# [SET EXERCISE]
Edit the rows below so that each "leafy tree" becomes "green tree", keeping everything else unchanged.

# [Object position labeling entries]
════════════════════
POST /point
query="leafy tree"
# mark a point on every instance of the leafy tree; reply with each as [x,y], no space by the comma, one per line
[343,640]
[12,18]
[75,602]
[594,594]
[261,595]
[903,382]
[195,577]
════════════════════
# [ANSWER FOR THE TASK]
POST /point
query="green tree"
# mark a point on every instance of the green tree; reply with each as [x,y], no space by the comma, one per line
[343,640]
[12,18]
[75,602]
[594,594]
[261,595]
[903,382]
[195,577]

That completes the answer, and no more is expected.